*Goal:* Pick out each line in the rows below that contains the word "green", and copy those lines.
## begin
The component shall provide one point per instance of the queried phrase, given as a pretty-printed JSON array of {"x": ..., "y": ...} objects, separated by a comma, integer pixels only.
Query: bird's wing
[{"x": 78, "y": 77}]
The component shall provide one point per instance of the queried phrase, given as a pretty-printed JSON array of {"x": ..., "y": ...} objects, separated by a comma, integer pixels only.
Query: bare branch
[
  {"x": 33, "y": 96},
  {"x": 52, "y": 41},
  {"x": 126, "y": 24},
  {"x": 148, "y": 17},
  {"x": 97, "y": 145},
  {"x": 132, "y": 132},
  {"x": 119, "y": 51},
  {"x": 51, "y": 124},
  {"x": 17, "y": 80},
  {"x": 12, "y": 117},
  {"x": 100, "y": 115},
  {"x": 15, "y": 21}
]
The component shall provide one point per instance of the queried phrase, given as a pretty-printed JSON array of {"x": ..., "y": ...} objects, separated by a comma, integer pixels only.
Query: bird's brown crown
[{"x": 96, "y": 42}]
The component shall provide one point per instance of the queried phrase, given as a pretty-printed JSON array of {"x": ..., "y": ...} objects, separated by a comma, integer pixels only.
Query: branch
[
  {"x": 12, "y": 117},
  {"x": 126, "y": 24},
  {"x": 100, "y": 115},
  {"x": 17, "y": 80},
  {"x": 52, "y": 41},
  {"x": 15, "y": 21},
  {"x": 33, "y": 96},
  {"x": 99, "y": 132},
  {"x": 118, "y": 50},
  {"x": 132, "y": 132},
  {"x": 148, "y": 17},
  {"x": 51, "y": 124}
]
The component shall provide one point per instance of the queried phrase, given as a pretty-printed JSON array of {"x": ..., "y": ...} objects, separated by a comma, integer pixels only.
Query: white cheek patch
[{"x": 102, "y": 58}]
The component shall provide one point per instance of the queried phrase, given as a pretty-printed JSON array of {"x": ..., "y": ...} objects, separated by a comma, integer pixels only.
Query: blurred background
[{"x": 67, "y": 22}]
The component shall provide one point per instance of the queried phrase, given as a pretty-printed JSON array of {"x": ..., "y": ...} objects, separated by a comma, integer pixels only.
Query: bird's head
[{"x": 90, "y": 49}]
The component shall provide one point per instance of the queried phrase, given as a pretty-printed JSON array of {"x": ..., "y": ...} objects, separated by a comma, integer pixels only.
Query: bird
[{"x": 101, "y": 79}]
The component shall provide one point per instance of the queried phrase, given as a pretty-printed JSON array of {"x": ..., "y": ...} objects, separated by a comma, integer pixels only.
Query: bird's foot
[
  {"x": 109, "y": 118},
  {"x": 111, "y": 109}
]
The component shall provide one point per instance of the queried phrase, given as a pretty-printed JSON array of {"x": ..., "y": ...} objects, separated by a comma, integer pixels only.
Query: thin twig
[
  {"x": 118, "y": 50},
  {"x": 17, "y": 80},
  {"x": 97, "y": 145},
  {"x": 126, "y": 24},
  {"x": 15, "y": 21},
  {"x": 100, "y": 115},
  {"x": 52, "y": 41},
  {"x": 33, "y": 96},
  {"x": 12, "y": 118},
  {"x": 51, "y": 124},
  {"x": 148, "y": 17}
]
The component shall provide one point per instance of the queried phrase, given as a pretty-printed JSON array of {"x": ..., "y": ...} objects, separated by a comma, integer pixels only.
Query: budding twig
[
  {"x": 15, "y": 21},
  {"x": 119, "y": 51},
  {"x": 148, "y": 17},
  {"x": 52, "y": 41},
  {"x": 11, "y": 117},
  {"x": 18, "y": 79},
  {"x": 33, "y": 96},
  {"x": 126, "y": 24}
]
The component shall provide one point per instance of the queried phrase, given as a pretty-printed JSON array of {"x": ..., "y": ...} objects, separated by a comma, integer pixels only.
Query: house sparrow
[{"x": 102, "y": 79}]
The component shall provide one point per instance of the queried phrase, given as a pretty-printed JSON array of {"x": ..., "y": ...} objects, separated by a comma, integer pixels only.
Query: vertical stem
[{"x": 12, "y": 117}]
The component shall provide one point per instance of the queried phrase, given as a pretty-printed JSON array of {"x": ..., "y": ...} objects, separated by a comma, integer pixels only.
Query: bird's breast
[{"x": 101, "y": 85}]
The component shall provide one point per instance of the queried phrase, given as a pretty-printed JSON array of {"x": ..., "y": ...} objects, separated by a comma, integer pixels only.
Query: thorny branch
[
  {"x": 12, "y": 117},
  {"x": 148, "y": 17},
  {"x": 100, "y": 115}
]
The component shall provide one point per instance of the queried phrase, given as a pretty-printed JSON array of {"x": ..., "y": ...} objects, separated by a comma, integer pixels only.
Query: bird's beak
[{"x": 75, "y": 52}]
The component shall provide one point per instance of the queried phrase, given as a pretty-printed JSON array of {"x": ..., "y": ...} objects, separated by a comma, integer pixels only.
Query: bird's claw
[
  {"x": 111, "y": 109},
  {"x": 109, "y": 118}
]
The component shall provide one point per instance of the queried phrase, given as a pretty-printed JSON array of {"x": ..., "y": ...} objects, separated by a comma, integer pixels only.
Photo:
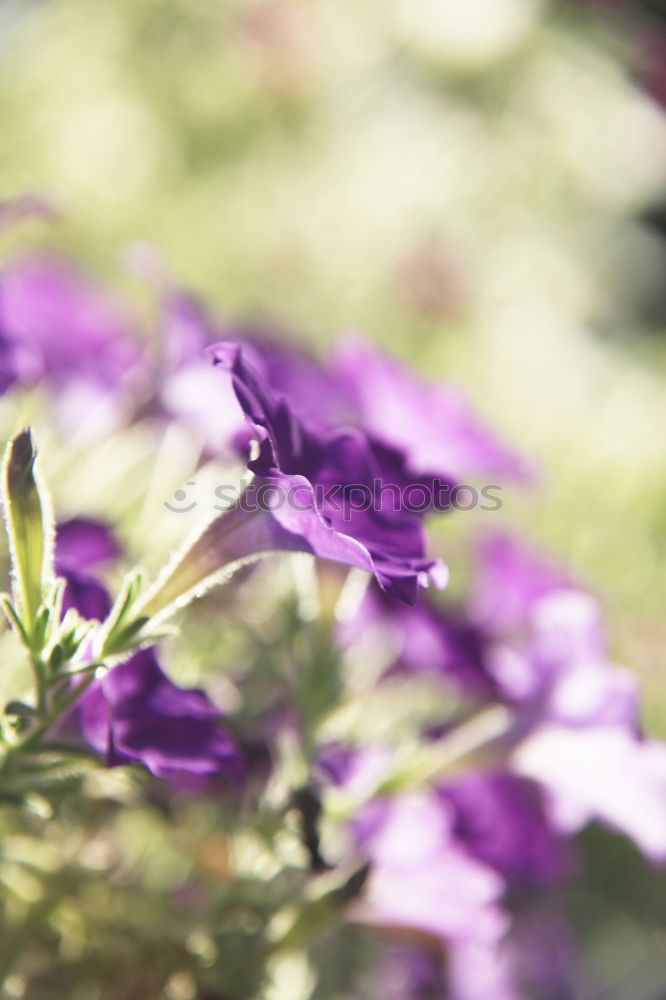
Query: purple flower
[
  {"x": 405, "y": 971},
  {"x": 502, "y": 820},
  {"x": 136, "y": 714},
  {"x": 577, "y": 714},
  {"x": 57, "y": 325},
  {"x": 422, "y": 879},
  {"x": 84, "y": 545},
  {"x": 432, "y": 424},
  {"x": 189, "y": 390},
  {"x": 320, "y": 475},
  {"x": 425, "y": 639}
]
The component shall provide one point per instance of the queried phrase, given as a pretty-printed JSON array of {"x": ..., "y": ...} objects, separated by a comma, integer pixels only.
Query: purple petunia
[
  {"x": 317, "y": 473},
  {"x": 422, "y": 879},
  {"x": 84, "y": 545},
  {"x": 134, "y": 713},
  {"x": 58, "y": 326}
]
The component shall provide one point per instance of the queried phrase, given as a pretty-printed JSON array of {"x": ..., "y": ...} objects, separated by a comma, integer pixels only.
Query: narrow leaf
[{"x": 29, "y": 523}]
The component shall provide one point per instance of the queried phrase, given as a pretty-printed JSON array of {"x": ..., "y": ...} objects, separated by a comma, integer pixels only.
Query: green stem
[
  {"x": 31, "y": 740},
  {"x": 41, "y": 683}
]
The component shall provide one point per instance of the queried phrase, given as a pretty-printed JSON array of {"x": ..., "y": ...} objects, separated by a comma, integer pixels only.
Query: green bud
[{"x": 29, "y": 524}]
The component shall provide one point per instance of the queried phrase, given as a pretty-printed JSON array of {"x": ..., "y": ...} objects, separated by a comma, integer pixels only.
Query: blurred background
[{"x": 479, "y": 187}]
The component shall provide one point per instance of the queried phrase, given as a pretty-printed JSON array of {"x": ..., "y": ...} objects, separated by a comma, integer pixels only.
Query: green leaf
[{"x": 29, "y": 523}]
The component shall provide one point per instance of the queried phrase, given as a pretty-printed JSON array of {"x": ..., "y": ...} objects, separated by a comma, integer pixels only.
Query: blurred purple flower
[
  {"x": 576, "y": 712},
  {"x": 432, "y": 424},
  {"x": 83, "y": 545},
  {"x": 425, "y": 639},
  {"x": 422, "y": 879},
  {"x": 30, "y": 205},
  {"x": 58, "y": 326},
  {"x": 502, "y": 820},
  {"x": 136, "y": 714},
  {"x": 296, "y": 458}
]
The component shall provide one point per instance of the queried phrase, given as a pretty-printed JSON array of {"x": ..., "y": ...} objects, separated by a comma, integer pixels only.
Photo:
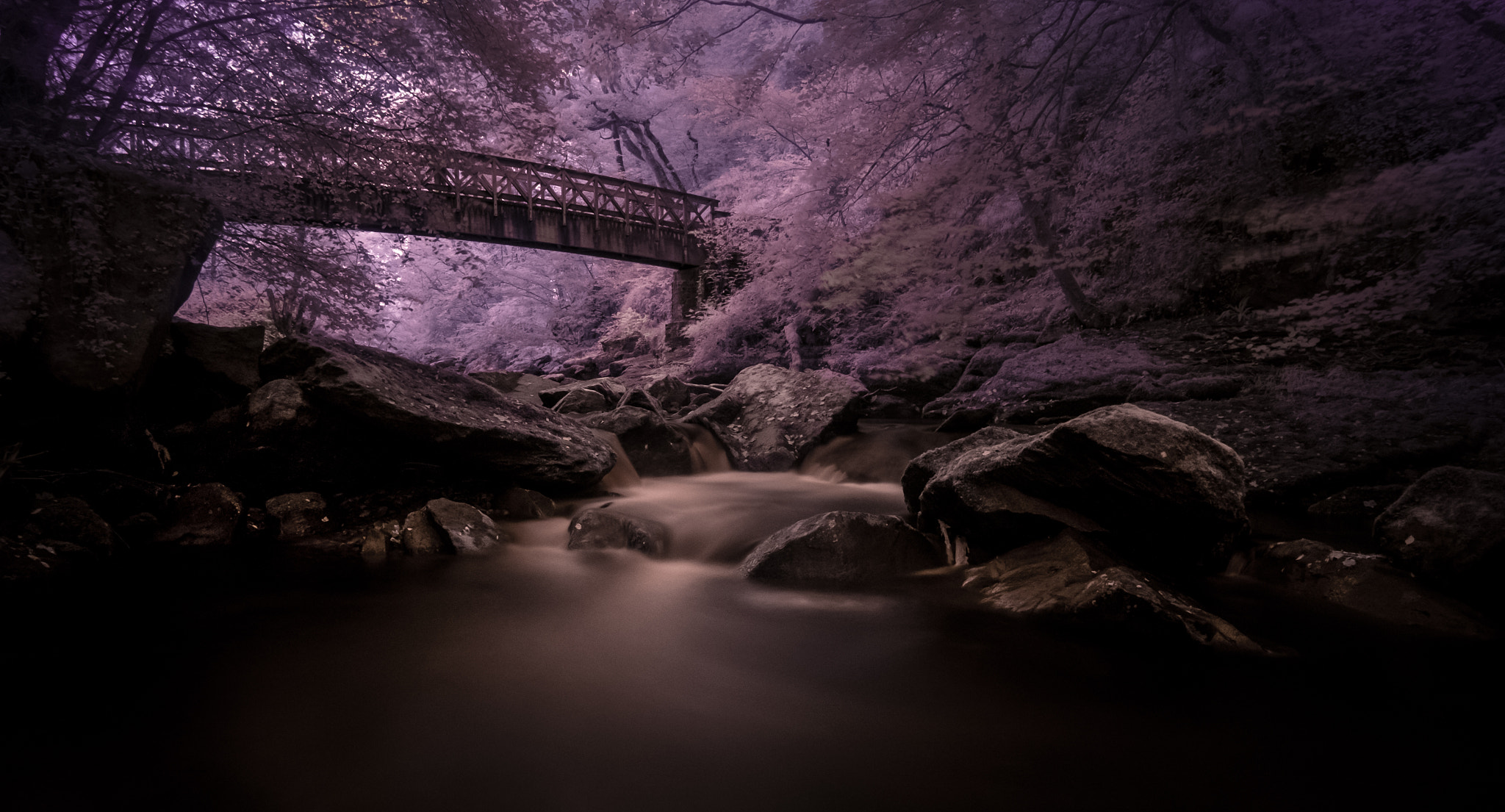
## end
*Solution for this exercise:*
Query: green stem
Query: green bud
Query: green leaf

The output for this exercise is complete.